■ Provided passage ■
+ + + + + + +

In my experience, replacing two different bikes with one inbetween-er tends to take all the riding quality down a bit.


----------



## flyingwalrus (Apr 14, 2004)

Thanks so much for the replies and opinions, everyone, and sick bike dhgnar.

I mostly ride trails because that's what's readily available near me and I don't have as much time to ride as I used to (boo 9-5!). I've been riding the BR on those trails, and yes, I'm tired of it being sluggish and I dream of a snappier bike that I could rail around my home trails.

Those home trails also have dirtjumps of all size and steepness, and I've been djing for years, so I'm a bit wary of getting rid of the dedicated dirtjumper. Of course, that dedicated dirtjumper is a long (23" tt) Giant STP with a 110mm fork, so I'm used to jumping a much longer, slacker bike than most people who ride dedicated dj hardtails. This makes me think that the transition to the distortion wouldn't be too difficult.

As far as DH, I mostly wanted to clarify the conflicting reports I've seen. I don't expect the distortion to ride like a DH bike on rough trails (duh), and I don't need it to. I really don't ride downhill all that much, but I'd like it to handle the occasional lift-accessed riding weekend, given that I'm out there to have fun, not crush rock gardens at mach 4. When my fabled trip to Whistler finally happens I'll probably rent a bike.

I'm also not the ballsiest rider out there (see signature haha) but I've been riding for a decade now (WOW! first time I've written that out!) and I'm pretty smooth, not real heavy (165 with gear), and while I love FR and jump trails, I don't go huge.

So you guys have pretty much confirmed that this looks like an awesome quiver killer for me  I hope that the bike consolidation won't bring down my overall ride quality, and that's honestly my biggest concern. But I think the weight and efficiency advantages over my usual "trail bike" will be awesome. And I may keep the STP around for now... We'll see.

Thanks again for the input, and I'd love to hear any other opinions.


----------



## dbabuser (Jan 5, 2004)

SV11 said:


> The op is talking about a bike that he can use on dh trails. .


You need to re-read his post. He quoted some other people that said the bike was able to handle dh trails, but never said that he was considering either the Distortion, or a dh bike. The OP is talking about selling his Bottlerocket, another 5" slopestyle type bike.

+ + + + + + +

■ Listing ■
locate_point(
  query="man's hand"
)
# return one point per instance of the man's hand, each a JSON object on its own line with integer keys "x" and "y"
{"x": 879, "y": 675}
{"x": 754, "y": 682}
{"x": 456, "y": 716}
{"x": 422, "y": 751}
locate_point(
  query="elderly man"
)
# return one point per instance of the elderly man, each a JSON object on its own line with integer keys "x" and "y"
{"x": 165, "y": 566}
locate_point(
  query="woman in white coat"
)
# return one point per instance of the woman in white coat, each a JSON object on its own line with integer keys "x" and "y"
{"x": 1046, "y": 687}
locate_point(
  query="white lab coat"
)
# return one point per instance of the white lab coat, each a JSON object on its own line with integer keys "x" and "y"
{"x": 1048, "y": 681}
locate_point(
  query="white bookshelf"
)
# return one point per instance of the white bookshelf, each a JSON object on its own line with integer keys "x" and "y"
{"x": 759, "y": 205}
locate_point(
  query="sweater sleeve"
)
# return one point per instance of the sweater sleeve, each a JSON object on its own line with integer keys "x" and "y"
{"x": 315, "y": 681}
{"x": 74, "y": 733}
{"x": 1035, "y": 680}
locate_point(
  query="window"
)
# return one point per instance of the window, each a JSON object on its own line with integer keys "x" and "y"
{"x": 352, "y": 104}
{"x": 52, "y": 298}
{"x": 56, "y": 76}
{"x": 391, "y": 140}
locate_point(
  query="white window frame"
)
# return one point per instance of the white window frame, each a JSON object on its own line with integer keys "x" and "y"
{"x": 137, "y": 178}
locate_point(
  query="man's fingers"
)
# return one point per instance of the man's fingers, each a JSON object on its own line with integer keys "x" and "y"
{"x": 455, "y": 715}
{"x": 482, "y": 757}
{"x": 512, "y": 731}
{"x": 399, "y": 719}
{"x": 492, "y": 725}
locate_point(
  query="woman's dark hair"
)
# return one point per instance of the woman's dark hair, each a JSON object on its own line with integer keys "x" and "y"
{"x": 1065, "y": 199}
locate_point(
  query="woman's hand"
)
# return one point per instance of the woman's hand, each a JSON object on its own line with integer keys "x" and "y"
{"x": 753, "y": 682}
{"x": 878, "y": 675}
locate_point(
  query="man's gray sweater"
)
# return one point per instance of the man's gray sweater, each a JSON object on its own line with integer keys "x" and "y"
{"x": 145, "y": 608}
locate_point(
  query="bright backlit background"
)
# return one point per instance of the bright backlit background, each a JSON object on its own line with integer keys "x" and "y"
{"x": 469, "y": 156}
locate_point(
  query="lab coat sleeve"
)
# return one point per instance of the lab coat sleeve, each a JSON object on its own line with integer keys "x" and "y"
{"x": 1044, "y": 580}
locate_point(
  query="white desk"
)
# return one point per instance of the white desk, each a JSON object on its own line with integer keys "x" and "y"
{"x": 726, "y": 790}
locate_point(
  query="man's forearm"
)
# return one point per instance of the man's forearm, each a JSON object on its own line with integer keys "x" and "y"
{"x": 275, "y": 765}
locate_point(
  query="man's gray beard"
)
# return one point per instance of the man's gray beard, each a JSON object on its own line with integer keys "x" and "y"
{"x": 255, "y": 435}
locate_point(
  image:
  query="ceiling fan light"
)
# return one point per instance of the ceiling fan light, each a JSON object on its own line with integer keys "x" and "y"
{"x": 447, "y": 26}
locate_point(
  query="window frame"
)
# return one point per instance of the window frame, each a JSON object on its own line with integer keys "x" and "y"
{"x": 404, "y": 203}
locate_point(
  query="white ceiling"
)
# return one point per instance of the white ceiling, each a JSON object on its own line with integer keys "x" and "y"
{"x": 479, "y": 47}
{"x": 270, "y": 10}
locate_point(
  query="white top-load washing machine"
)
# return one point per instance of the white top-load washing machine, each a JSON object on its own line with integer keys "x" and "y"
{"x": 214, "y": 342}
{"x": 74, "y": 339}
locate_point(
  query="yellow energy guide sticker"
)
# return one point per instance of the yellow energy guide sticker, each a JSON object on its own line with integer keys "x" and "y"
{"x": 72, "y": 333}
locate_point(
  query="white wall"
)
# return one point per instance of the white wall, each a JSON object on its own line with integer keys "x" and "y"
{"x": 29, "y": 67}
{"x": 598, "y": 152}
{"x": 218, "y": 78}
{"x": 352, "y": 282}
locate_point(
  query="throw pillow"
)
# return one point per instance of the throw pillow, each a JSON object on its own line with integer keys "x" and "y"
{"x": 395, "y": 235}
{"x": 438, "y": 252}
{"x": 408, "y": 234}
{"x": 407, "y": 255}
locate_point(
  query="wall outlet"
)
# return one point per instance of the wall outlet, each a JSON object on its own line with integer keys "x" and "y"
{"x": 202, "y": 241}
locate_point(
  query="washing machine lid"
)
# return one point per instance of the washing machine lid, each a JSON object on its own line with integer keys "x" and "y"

+ + + + + + +

■ What is required ■
From the bike forum thread, copy the passage from "Those home trails" up to and including "rent a bike." word for word.

■ Response to this exercise ■
Those home trails also have dirtjumps of all size and steepness, and I've been djing for years, so I'm a bit wary of getting rid of the dedicated dirtjumper. Of course, that dedicated dirtjumper is a long (23" tt) Giant STP with a 110mm fork, so I'm used to jumping a much longer, slacker bike than most people who ride dedicated dj hardtails. This makes me think that the transition to the distortion wouldn't be too difficult.

As far as DH, I mostly wanted to clarify the conflicting reports I've seen. I don't expect the distortion to ride like a DH bike on rough trails (duh), and I don't need it to. I really don't ride downhill all that much, but I'd like it to handle the occasional lift-accessed riding weekend, given that I'm out there to have fun, not crush rock gardens at mach 4. When my fabled trip to Whistler finally happens I'll probably rent a bike.